BEGIN SOURCE DATA

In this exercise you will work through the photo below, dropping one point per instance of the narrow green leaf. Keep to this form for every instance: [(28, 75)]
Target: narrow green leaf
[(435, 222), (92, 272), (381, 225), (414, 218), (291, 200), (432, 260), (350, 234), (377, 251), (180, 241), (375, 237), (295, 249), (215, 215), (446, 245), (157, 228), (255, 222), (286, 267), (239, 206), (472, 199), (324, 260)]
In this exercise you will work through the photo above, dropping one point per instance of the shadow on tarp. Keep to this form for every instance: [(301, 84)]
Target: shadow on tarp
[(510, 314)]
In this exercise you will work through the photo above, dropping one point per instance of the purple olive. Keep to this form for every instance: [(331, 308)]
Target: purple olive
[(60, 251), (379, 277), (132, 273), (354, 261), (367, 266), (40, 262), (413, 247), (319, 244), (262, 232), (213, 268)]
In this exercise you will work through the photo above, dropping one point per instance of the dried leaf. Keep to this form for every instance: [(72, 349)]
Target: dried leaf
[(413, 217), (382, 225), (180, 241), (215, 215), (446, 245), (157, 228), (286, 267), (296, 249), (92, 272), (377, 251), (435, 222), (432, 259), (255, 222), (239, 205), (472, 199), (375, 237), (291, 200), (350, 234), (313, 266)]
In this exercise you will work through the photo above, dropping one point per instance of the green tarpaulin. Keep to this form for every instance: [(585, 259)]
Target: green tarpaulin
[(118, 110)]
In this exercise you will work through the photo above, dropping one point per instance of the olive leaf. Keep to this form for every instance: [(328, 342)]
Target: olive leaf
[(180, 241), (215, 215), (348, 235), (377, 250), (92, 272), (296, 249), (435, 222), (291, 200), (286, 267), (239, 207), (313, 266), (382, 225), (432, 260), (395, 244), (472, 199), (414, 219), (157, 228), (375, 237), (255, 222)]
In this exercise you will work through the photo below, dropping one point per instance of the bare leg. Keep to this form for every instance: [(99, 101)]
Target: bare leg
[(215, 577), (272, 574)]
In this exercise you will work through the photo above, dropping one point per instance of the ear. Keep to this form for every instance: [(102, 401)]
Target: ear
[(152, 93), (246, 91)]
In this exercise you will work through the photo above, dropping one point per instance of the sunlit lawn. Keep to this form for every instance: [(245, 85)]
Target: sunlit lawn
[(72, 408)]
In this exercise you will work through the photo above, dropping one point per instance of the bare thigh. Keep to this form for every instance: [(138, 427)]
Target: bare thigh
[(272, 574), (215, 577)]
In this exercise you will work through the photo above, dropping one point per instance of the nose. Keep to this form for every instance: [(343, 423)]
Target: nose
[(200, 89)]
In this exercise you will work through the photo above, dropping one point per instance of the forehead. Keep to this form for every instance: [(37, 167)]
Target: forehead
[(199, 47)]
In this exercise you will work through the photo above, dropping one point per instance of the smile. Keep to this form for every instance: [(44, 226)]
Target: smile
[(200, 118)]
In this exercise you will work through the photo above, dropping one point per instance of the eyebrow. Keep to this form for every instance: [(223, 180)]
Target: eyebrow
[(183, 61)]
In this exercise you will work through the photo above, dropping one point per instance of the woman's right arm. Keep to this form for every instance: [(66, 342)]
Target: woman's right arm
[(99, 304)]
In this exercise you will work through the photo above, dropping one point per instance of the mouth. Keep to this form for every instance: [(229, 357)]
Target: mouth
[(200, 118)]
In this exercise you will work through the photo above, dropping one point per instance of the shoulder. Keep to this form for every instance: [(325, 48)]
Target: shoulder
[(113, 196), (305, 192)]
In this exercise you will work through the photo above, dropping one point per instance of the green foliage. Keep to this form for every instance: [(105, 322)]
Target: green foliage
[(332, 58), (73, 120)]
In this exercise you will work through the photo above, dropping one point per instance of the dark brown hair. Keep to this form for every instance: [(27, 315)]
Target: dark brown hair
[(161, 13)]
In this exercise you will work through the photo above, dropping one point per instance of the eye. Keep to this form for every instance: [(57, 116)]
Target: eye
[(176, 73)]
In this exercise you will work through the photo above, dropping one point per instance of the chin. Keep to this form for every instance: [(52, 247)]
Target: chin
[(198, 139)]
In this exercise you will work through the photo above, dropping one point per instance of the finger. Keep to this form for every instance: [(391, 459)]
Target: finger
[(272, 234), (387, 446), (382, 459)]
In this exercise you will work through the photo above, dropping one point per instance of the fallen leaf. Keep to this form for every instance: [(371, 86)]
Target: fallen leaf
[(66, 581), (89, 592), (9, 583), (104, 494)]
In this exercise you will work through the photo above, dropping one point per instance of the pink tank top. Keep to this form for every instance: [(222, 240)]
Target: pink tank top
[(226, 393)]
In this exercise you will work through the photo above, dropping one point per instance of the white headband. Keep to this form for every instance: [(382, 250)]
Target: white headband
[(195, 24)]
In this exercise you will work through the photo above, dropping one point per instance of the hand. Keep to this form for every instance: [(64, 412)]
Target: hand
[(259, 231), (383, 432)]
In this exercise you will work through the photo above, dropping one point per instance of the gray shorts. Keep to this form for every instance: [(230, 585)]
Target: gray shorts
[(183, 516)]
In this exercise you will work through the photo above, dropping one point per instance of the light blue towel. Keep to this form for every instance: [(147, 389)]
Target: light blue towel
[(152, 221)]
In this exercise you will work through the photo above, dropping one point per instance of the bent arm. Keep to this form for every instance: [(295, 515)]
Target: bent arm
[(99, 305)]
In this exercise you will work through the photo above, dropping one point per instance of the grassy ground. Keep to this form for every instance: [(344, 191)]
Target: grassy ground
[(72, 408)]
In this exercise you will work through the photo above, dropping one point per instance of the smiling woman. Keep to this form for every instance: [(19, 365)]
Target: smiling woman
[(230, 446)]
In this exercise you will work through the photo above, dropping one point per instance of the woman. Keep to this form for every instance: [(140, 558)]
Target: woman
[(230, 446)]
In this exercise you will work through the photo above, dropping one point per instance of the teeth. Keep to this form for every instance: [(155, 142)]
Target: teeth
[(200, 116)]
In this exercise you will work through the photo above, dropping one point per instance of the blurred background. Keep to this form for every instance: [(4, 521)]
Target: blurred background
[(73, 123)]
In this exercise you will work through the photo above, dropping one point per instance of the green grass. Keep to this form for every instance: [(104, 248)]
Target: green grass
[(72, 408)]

END SOURCE DATA

_TASK OBJECTIVE_
Write out every entry again so that each line matches the original exactly.

_TASK RESULT_
In this exercise you will work through the photo below, dropping one point per instance of the narrow green leaf. Keep to this form for every instance: [(28, 75)]
Target: narrow green leaf
[(435, 222), (92, 272), (381, 225), (414, 218), (291, 200), (432, 260), (350, 234), (377, 251), (180, 241), (375, 237), (295, 249), (215, 215), (446, 245), (157, 228), (255, 222), (286, 267), (239, 206), (472, 199), (324, 260)]
In this exercise you will work through the photo above, dropping one point per instance of the shadow on tarp. Keep to this form for every instance: [(301, 84)]
Target: shadow on tarp
[(510, 314)]
In this exercise you will work through the photo above, dropping one point per instance of the purple olive. Keep to this form for every instance: [(331, 308)]
Target: purple olive
[(60, 251), (379, 277), (132, 273), (354, 261), (367, 266), (40, 262), (413, 247), (319, 244), (262, 232), (213, 268)]
In this exercise you will work through the photo above, dropping one point per instance of the dried leaf. Keep to this form for every instance: [(72, 349)]
Target: dried leaf
[(413, 217), (382, 225), (180, 241), (215, 215), (446, 245), (157, 228), (286, 267), (296, 249), (92, 272), (377, 251), (435, 222), (432, 259), (255, 222), (239, 205), (472, 199), (375, 237), (291, 200), (350, 234), (313, 266)]
In this exercise you will work through the photo above, dropping one point per instance of the green tarpaulin. Keep to this form for every instance: [(585, 259)]
Target: green tarpaulin
[(118, 110)]
In this exercise you will work through the photo above, dropping one point per instance of the olive leaf. Keep to this form for every instance: [(328, 342)]
Target: olive leaf
[(180, 241), (215, 215), (348, 235), (377, 250), (92, 272), (296, 249), (435, 222), (291, 200), (286, 267), (239, 207), (313, 266), (382, 225), (432, 260), (395, 244), (472, 199), (414, 219), (157, 228), (375, 237), (255, 222)]
In this exercise you will work through the photo below, dropping one point per instance of the bare leg. Keep to this form for every instance: [(99, 101)]
Target: bare leg
[(215, 577), (272, 574)]
In this exercise you will work through the photo above, dropping one point per instance of the ear. Keep to this form for every instance: [(102, 401)]
Target: ear
[(152, 93), (246, 91)]
In this exercise you will work through the photo above, dropping one point per instance of the sunlit lawn. Keep to this form for every instance: [(245, 85)]
Target: sunlit lawn
[(72, 408)]
In this exercise you will work through the photo above, dropping one point per instance of the bare thigh. Keep to this form for every instance: [(138, 427)]
Target: bare thigh
[(272, 574), (215, 577)]
In this exercise you will work through the photo above, dropping one point per instance of the nose. Keep to this form for every instance: [(343, 423)]
Target: nose
[(200, 89)]
In this exercise you will work through the photo above, dropping one point per instance of the forehead. Keep to this form for every instance: [(37, 167)]
Target: forehead
[(199, 47)]
In this exercise you will work through the photo above, dropping one point per instance of the smile. Keep to this form for every instance: [(44, 226)]
Target: smile
[(200, 118)]
In this exercise you will work through the photo above, dropping one point per instance of the eyebrow. Keep to this form for every instance: [(223, 180)]
Target: eyebrow
[(183, 61)]
In this exercise you will work through the photo above, dropping one point per instance of the woman's right arm. Keep to this form for every instance: [(66, 342)]
Target: woman's right arm
[(99, 304)]
In this exercise you will work through the photo above, dropping one point per instance of the mouth. Keep to this form for every instance: [(229, 357)]
Target: mouth
[(200, 118)]
In this exercise you will work through the photo above, dropping one point per instance of the shoulder. Keep to this form for every instance: [(325, 48)]
Target: shoulder
[(113, 196), (305, 192)]
In this exercise you will work through the photo above, dropping one point per instance of the green foliage. Keep to this form for every instance: [(105, 322)]
Target: green foliage
[(332, 58), (73, 120)]
In this exercise you will work through the photo above, dropping one point per instance of the dark brown hair. Keep to this form for every instance: [(27, 315)]
Target: dark brown hair
[(161, 13)]
In this exercise you will work through the photo above, dropping one point per instance of the eye. Keep to this form for every instance: [(57, 116)]
Target: eye
[(176, 73)]
In this exercise you will work through the photo above, dropping one point per instance of the chin. Keep to this form for every instance: [(52, 247)]
Target: chin
[(198, 139)]
In this exercise you will work through the photo above, dropping one point per instance of the finger. Keep to this form for every instance: [(391, 459)]
Target: finger
[(272, 234), (387, 446), (382, 459)]
In this exercise you will work through the photo above, dropping one point per instance of the fallen leaf. Keep to this form for every instance: [(371, 86)]
Target: fallen leaf
[(66, 581), (89, 592), (9, 583), (104, 494)]
In this exercise you will work through the photo above, dropping one point per instance of the pink tank top. Keep to this form for every instance: [(222, 240)]
Target: pink tank top
[(226, 393)]
In this exercise you will work through the photo above, dropping one point per instance of the white headband. Keep to this form for every instance: [(382, 250)]
Target: white headband
[(195, 24)]
In this exercise you will work through the photo above, dropping one point per instance of the hand. Keep to this form for every instance: [(64, 412)]
Target: hand
[(259, 231), (383, 432)]
In this exercise you will work through the photo above, dropping one point per instance of the gray shorts. Keep to this form for every instance: [(230, 585)]
Target: gray shorts
[(183, 516)]
In this exercise you will work through the photo above, dropping one point per instance of the light blue towel. Keep to this form for every instance: [(147, 389)]
Target: light blue towel
[(152, 221)]
In this exercise you will work through the photo above, dropping one point per instance of the bent arm. Keep to this form for every instance: [(295, 515)]
Target: bent arm
[(99, 305)]
In this exercise you will work through the photo above, dropping one point per instance of the grassy ground. Keep to this form for every instance: [(344, 191)]
Target: grassy ground
[(72, 408)]
In this exercise you will work through the photo above, dropping one point per instance of the smiling woman. Keep to this form for every instance: [(19, 365)]
Target: smiling woman
[(230, 446)]
In this exercise you will work through the photo above, dropping one point per instance of the woman. Keep to this form for every instance: [(140, 558)]
Target: woman
[(230, 446)]
In this exercise you will work through the photo above, dropping one point per instance of the teeth. Keep to this form for every instance: [(155, 142)]
Target: teeth
[(200, 116)]
In this exercise you will work through the photo above, dropping one point per instance of the blurred background. Keep to this form for every instance: [(4, 521)]
Target: blurred background
[(73, 123)]
In this exercise you will work through the photo above, dropping one point per instance of the green grass. Keep to this form for every instance: [(104, 248)]
Target: green grass
[(72, 408)]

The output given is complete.